** Opening Data to process block **

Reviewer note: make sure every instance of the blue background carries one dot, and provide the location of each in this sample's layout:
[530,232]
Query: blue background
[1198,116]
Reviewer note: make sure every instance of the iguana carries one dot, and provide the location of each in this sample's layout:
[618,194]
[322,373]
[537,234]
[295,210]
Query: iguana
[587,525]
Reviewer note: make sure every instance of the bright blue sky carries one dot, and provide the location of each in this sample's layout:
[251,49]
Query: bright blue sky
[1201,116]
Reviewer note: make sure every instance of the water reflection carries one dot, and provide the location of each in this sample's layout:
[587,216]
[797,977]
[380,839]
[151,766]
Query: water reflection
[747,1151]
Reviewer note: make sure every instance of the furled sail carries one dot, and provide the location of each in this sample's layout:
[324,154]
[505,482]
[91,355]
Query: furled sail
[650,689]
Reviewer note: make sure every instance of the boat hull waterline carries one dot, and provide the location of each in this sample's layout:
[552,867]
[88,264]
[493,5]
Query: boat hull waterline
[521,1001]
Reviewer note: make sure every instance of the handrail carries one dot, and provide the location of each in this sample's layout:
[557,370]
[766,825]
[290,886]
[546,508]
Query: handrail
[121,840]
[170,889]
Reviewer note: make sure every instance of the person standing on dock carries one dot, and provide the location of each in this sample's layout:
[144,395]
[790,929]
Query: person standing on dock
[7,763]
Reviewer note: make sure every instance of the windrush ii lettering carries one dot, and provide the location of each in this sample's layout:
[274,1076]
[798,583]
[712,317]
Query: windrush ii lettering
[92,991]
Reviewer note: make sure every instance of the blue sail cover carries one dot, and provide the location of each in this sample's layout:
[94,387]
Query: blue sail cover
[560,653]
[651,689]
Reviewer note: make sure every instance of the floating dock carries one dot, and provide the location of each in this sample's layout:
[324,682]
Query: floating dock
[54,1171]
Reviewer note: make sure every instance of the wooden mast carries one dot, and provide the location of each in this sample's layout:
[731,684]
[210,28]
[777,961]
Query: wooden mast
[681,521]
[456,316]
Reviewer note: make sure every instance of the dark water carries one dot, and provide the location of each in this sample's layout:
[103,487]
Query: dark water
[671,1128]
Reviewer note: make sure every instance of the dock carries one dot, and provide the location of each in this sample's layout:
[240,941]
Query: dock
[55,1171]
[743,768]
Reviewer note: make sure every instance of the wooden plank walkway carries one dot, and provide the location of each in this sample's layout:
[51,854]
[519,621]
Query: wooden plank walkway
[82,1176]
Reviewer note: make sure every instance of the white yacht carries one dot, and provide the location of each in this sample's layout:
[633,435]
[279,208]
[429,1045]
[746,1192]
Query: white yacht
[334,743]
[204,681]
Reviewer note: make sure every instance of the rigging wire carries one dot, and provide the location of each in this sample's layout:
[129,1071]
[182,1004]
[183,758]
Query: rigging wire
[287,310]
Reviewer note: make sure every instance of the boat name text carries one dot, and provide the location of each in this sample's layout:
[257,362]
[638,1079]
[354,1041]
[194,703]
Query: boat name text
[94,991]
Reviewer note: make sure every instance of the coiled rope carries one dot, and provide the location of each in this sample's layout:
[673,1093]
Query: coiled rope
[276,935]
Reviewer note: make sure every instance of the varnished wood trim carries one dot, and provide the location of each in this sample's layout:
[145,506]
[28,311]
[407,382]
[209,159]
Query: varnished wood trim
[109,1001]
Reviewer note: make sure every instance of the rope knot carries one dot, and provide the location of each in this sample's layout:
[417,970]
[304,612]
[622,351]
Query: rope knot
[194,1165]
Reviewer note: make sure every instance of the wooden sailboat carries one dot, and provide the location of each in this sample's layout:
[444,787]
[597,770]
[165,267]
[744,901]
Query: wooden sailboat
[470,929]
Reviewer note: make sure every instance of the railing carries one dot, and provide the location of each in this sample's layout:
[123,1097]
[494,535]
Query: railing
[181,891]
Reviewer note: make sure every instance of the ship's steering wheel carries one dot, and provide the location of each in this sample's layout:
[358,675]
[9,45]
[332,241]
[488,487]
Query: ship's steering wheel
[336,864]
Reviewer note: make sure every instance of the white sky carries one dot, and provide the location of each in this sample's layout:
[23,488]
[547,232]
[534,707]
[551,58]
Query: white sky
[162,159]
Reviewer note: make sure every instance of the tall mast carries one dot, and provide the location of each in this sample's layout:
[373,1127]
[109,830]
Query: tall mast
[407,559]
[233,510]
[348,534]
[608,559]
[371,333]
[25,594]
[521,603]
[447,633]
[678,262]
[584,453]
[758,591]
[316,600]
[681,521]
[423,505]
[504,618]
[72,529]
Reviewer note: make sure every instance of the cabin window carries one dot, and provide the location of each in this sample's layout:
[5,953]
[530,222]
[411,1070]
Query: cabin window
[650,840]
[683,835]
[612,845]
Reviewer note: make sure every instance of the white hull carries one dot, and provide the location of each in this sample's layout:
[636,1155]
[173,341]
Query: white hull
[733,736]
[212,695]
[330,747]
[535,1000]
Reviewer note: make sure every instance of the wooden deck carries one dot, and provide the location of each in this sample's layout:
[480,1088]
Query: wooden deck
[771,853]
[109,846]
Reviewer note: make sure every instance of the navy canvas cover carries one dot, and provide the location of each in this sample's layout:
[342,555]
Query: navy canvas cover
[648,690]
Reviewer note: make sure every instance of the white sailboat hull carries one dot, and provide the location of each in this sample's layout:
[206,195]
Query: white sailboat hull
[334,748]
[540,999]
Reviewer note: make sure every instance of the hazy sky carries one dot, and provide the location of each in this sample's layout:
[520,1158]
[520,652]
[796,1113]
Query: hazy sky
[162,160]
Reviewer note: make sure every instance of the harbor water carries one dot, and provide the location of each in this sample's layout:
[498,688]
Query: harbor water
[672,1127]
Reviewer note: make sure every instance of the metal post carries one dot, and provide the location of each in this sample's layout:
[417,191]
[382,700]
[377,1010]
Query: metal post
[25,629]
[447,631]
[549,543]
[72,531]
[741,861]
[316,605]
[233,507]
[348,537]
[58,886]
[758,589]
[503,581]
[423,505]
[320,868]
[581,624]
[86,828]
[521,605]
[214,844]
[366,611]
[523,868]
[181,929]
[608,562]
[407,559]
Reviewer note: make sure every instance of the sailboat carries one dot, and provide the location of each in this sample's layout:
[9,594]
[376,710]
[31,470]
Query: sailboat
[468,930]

** Closing Data to process block **

■ **Exercise objective**
Transcribe the whole listing word for word.

■ **Exercise answer**
Reviewer note: make sure every instance of the blue background carries one dot, and provide the location of each in this sample's layout:
[530,232]
Query: blue background
[1198,116]
Reviewer note: make sure every instance of the iguana carries one dot, and provide the location of each in this sample's layout:
[618,194]
[322,373]
[537,234]
[295,210]
Query: iguana
[587,525]
Reviewer note: make sure every instance of the bright blue sky carries one dot, and provide the location of each in this sample's layout:
[251,49]
Query: bright blue sky
[1201,116]
Reviewer note: make sure every instance of the water reflection carries one dot, and provide the location of each in this sample's layout:
[587,216]
[797,977]
[380,839]
[151,766]
Query: water reflection
[747,1151]
Reviewer note: make sure every instance of the furled sail carries one dot, and provide the location of each in this sample's layout:
[324,154]
[505,482]
[91,355]
Query: furled sail
[650,689]
Reviewer note: make sure every instance of the boat hull waterline carries one dot, and provide the location of each in this sample's layout:
[552,867]
[88,264]
[493,5]
Query: boat hull waterline
[521,1001]
Reviewer note: make sure every instance of the handrail carries one dot, and provide the location of each in this sample's layout:
[557,370]
[766,825]
[290,886]
[546,508]
Query: handrail
[121,840]
[170,889]
Reviewer note: make sure every instance of the person standing on dock carries one dot, and provide the location of each in this sample's layout:
[144,395]
[790,929]
Query: person standing on dock
[7,763]
Reviewer note: make sure every instance of the windrush ii lettering carries one dot, and provide the location of each in this sample's layout:
[274,1076]
[798,583]
[712,317]
Query: windrush ii lettering
[92,991]
Reviewer note: make sure every instance of the blue sail cover carries one dot, and provide the location of each in this sample's layout:
[94,387]
Query: blue sail cover
[560,653]
[651,689]
Reviewer note: make sure every instance of the floating dock carries one dot, and provide the location of each in this sample's layout:
[324,682]
Query: floating dock
[54,1171]
Reviewer note: make sure every instance of the wooden mast carries one dot, and provide the location of each in this sample's layout:
[731,684]
[210,28]
[777,961]
Query: wooden mast
[681,521]
[456,316]
Reviewer note: make sure every instance of the dark water carries one dot, and provide the location of each in this sample's layout:
[103,487]
Query: dark water
[671,1128]
Reviewer note: make sure every instance of the dock carries one dot, and provide the location of each in this sample's layout:
[240,941]
Query: dock
[55,1171]
[743,768]
Reviewer note: make sure every instance of the wooden plank walkway carries one dot, and provide the location of each in this sample's layout:
[51,854]
[519,621]
Query: wooden plank walkway
[82,1176]
Reviewer note: make sure every instance of the white yacht carries one dot, and provide the location of each in this sample's layout:
[633,435]
[279,208]
[429,1045]
[746,1192]
Query: white yacht
[334,743]
[204,681]
Reviewer note: make sure every instance of the rigging wire carries one dot, and provide the location of each in this sample's layout:
[129,1071]
[182,1004]
[183,758]
Query: rigging wire
[287,310]
Reviewer note: make sure every instance of the boat name text carries one dot, and provide the location of each in this sample's layout:
[257,362]
[638,1079]
[354,1041]
[194,703]
Query: boat name text
[94,991]
Reviewer note: make sure every instance of the coiled rope carries one dot, and provide the location of each in this sample's layout:
[673,1093]
Query: coiled rope
[276,935]
Reviewer note: make sure every instance of the varnished wood trim carries one dot, and provide the location of each in this sample's layout:
[145,506]
[28,311]
[407,382]
[209,159]
Query: varnished wood trim
[109,1001]
Reviewer note: make sure every instance of the rope knot carries one dot, and provide the location of each in this sample's layout:
[417,970]
[304,612]
[622,351]
Query: rope knot
[194,1165]
Reviewer note: make sure every instance of the wooden sailboat carries one dot, and provide the location of each in this sample's layout:
[444,787]
[597,770]
[165,267]
[744,901]
Query: wooden sailboat
[470,929]
Reviewer note: make sure every instance of the railing carries one dot, and provide the location of each in this sample's layout:
[123,1097]
[494,535]
Query: railing
[181,891]
Reviewer note: make sure every instance of the ship's steering wheel carries one dot, and provide the location of each in this sample's layout:
[358,675]
[9,45]
[332,241]
[488,487]
Query: ship's steering wheel
[336,864]
Reviewer note: make sure every instance of the white sky carries one dot, and provide the location of each in this sample's layout:
[23,488]
[547,232]
[534,707]
[551,58]
Query: white sky
[162,159]
Reviewer note: make sure every instance of the tall mast carries one dot, and provide the location of each in this sample's layout:
[373,1127]
[109,830]
Query: tall mast
[407,559]
[233,510]
[348,534]
[608,559]
[371,333]
[25,594]
[521,603]
[447,633]
[678,262]
[584,453]
[758,591]
[316,600]
[681,521]
[423,505]
[504,618]
[72,529]
Reviewer note: make sure every instance of the cabin window carries one dot, and provide the location of each in this sample's layout:
[5,953]
[530,222]
[411,1070]
Query: cabin window
[650,840]
[683,835]
[612,845]
Reviewer note: make sure every instance of the white hull carries one dot, and provide the location of each in this sample's layout:
[636,1155]
[173,341]
Query: white hull
[733,736]
[212,695]
[330,747]
[535,1000]
Reviewer note: make sure every instance of the wooden deck carries one dot, and provide the location of each in this sample's layout:
[480,1088]
Query: wooden deck
[771,853]
[109,846]
Reviewer note: make sure every instance of the navy canvas cover carries one dot, and provide the location of each in this sample's layout:
[342,555]
Query: navy canvas cover
[648,690]
Reviewer note: make sure every instance of the white sailboat hull carries one dot, and provide the location of each in this sample's layout:
[206,195]
Query: white sailboat hull
[334,748]
[540,999]
Reviewer note: make sure every instance of the hazy sky carries one dot, and provide the location of each in this sample's layout:
[520,1158]
[520,652]
[796,1113]
Query: hazy sky
[162,160]
Reviewer note: make sure every instance of the harbor water carries one dot, and provide the location of each in this sample's layout:
[498,688]
Query: harbor water
[672,1127]
Reviewer note: make sure every instance of the metal post carries one dot, and provide the location of each in this sample's layout:
[417,191]
[382,700]
[377,1010]
Query: metal post
[25,629]
[447,631]
[549,543]
[72,531]
[741,861]
[316,605]
[233,507]
[348,537]
[58,886]
[758,589]
[503,581]
[423,505]
[320,868]
[581,624]
[86,828]
[521,605]
[214,844]
[366,611]
[523,868]
[181,929]
[608,562]
[407,559]
Reviewer note: make sure every instance of the sailboat carries one dot, and provide the location of each in this sample's layout:
[9,594]
[376,710]
[31,470]
Query: sailboat
[468,930]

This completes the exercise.